Text passage below:

Original Photo Art by Celestine Chua available on Flickr.com


                        Instead of feeling resentful about what others have or their superior ability, work harder toward developing your own skills and you will reap the results. The only way to get better at any endeavor in life is to keep practicing at it.

                      Every one of our efforts will be rewarded. But if we don't try toward those goals, then of course we can’t possibly succeed at them. Effects can’t happen without a cause. 

                       But still no matter how much we try to perfect this, we as human beings always remain with the worldly passions of desire, anger, and envy/ignorance.

                      Yet another troubling aspect of our envy/ignorance is that it causes us to take pleasure when people under us experience setbacks. We can all think this way, even if the misfortune seems particularly amusing to us.


Photo by woodleywonderworks (edited to remove brands, resized) original available on Flickr.com

                   “The Germans even have a word, schadenfreude, which means delight in others’ misfortune. We enjoy seeing someone caught in a rain shower with no umbrella, we laugh at someone frightened by a barking dog, and we are tickled by the sight of a well-dressed woman on the verge of tears after being spattered with mud by a passing car. On the way to a fire, we are disappointed to see that it has been put out. The Japanese have a saying that, ‘away from home, the bigger the fire, the greater the fun.’ Likewise, to ‘watch a fire on the opposite bank’ means to look on others’ troubles with unconcern, as having nothing to do with oneself. To take pleasure in such tragedy is indecent, we know, yet despite ourselves we are morbidly fascinated, enjoying the spectacle and incapable of working up any sadness. What does it say about people that viewer ratings and sales of tabloid newspapers never fail to go up when some big scandal or atrocity occurs.

End of Text passage.
Provided records below:

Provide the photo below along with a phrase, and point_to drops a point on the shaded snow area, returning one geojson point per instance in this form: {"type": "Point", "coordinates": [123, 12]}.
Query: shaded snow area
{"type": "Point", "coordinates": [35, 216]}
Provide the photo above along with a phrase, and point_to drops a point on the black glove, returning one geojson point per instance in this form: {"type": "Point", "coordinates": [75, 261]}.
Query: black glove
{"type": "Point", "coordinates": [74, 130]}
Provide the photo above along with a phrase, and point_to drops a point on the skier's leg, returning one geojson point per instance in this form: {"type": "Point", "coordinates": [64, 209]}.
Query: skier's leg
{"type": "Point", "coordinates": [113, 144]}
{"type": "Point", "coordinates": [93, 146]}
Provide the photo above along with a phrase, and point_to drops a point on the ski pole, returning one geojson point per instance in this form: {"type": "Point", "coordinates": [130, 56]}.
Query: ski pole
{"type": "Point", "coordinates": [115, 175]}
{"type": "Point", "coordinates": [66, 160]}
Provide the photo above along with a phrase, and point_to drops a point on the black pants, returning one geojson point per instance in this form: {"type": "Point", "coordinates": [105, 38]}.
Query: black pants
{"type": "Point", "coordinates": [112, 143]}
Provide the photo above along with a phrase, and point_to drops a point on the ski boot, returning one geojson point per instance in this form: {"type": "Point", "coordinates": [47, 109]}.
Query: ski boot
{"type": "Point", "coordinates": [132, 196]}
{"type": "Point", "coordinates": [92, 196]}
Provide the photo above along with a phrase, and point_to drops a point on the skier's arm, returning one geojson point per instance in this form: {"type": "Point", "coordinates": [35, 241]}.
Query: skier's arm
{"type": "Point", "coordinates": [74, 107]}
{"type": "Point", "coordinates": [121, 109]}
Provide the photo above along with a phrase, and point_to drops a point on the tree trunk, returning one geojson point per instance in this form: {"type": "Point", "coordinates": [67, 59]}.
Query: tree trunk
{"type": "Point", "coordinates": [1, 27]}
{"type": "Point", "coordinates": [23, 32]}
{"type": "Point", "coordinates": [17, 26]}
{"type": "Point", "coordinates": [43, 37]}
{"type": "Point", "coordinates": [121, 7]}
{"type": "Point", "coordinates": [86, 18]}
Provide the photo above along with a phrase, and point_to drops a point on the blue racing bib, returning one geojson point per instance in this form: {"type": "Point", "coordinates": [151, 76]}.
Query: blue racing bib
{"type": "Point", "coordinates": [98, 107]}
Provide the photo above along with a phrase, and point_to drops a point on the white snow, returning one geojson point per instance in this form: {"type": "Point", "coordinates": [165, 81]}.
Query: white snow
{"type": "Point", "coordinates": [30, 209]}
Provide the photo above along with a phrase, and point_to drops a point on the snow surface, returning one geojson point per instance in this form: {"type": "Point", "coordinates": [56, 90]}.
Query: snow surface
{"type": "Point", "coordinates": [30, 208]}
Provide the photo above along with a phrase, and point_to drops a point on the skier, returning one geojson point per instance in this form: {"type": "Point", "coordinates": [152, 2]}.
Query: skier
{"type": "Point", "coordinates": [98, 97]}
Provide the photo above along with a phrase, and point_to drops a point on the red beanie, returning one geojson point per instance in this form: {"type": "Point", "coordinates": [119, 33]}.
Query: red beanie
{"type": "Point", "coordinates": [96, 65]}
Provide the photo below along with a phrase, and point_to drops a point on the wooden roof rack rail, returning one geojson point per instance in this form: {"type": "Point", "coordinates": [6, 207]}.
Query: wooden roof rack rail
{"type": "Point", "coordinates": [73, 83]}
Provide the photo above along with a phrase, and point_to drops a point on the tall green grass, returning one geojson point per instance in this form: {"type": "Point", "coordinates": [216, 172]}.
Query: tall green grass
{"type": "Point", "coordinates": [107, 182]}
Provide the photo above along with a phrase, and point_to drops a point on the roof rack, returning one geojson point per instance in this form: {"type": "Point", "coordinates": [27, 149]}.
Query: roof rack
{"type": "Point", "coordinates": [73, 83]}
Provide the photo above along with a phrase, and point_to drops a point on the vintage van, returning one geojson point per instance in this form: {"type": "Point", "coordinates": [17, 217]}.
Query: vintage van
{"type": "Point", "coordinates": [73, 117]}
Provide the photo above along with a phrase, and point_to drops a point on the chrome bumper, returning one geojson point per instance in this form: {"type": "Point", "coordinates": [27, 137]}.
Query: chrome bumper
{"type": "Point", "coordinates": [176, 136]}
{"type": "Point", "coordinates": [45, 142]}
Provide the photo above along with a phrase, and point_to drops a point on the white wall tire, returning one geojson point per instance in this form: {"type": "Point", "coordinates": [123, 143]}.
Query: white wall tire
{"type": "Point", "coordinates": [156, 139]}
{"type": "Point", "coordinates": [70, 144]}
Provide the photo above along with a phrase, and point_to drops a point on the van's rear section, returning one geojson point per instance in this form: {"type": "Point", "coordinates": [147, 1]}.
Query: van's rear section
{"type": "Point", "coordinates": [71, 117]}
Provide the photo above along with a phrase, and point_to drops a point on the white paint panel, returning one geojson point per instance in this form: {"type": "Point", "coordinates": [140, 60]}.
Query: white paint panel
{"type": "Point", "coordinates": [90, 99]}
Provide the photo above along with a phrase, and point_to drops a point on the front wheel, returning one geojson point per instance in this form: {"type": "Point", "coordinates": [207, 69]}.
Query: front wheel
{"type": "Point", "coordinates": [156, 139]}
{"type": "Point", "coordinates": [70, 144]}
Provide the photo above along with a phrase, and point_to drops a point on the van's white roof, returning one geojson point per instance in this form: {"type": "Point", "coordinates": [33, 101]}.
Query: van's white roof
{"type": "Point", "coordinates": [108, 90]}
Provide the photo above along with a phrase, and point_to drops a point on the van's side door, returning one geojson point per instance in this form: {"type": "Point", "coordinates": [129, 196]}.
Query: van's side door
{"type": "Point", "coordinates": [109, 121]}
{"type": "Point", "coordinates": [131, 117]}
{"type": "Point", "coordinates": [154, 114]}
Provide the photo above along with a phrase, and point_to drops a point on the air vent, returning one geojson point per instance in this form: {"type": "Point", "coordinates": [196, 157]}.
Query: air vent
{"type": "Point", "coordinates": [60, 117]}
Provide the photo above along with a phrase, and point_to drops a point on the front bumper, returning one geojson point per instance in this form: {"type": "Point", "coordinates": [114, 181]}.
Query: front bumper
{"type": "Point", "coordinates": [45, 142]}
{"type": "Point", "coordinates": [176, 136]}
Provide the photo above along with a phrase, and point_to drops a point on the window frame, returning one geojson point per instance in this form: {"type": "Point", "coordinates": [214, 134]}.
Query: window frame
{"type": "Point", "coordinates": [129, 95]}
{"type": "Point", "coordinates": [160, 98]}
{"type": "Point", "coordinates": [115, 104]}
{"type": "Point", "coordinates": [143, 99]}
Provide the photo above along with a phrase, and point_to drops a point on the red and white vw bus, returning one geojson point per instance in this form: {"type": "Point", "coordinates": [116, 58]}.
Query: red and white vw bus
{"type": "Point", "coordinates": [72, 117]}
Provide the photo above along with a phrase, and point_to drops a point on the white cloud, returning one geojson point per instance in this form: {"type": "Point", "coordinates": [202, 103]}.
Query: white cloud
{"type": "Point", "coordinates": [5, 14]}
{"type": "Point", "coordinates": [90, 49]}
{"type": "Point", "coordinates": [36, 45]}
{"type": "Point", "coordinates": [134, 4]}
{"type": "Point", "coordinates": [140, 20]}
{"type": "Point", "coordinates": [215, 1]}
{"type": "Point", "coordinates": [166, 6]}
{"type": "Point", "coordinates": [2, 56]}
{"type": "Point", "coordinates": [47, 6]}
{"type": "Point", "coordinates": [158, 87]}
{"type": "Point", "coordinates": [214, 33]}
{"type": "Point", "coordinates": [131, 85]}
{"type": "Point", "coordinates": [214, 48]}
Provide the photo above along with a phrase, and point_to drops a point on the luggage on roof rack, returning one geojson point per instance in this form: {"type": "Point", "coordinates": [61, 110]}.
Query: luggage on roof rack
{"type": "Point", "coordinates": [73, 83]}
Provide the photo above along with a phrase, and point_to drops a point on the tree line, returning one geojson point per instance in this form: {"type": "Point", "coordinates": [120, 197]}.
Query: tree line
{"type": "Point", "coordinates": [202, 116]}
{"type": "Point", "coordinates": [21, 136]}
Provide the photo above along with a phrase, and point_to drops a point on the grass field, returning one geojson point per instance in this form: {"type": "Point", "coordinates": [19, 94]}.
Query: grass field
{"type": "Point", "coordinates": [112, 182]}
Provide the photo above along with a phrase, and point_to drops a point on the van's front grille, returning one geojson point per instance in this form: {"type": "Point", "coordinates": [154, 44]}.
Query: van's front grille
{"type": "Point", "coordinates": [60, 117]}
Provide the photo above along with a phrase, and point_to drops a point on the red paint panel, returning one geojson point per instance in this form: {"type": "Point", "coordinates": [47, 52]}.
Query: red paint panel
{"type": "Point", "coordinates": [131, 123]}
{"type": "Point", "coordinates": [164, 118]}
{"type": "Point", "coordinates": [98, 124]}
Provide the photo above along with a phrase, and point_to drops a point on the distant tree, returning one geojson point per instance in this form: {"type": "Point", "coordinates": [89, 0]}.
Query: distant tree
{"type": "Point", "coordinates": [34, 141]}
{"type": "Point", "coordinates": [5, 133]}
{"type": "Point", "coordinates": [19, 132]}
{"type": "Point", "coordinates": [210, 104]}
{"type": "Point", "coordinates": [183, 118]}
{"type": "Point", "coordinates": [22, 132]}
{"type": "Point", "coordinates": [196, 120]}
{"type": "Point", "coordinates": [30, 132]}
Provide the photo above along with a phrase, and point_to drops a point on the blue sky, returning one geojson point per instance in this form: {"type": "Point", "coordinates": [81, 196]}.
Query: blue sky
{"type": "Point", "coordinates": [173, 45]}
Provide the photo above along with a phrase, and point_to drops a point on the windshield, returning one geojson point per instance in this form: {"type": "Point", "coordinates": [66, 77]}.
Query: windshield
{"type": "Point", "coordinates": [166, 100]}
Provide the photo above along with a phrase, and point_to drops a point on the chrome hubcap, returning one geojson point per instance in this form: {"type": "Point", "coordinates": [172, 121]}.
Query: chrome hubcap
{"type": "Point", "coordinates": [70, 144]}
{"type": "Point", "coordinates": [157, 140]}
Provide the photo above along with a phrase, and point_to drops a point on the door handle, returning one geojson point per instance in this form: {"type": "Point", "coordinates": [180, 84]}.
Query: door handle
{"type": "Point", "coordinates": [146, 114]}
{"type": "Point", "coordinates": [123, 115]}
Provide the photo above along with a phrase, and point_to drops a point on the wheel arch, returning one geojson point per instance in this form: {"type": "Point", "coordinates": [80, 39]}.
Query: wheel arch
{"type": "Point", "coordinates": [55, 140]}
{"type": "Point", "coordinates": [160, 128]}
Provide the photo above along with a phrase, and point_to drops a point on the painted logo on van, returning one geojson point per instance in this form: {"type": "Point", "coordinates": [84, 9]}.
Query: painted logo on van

End of Provided records.

Exercise aim: Resume the passage on envy and schadenfreude, starting right after its last sentence.

Reply to the exercise:
Reports of another’s good fortune, whether it be a promotion, a wedding, or a new home, leave us resentful. In contrast, on hearing that someone has failed in business, gotten a divorce, or suffered some other misfortune, we secretly smirk. What if our inmost thoughts were laid bare for all to see? People would surely call us monsters and flee our presence.”
(You Were Born for a Reason, p. 129-130)

                Jealousy, envy and resentment are all feelings that repulse us when other people do it to us. But it is so difficult to observe in ourselves when we're the ones doing it. 

                             Out of a total awareness of this horrible mindset within him, a Pure Land Buddhist monk by the name of Master Shinran came to the following conclusion about his true nature.

               ‘Therefore I am neither good nor wise, nor do I have any intention of being diligent. My spirit is one of nothing but indolence, and inside I am nothing but empty, deceitful, and fawning at all times. It has been impressed upon me that there is no truth in me.’
(You Were Born for a Reason, p.130)

                 So our True Self, according to Pure Land Buddhism, does not actually contain any truth in it at all. Even after many, many hours of deep self-reflection, at our core we as humans beings are continually stirred by desire, anger, and envy/ignorance. We are these Three Poisonous Passions and nothing else.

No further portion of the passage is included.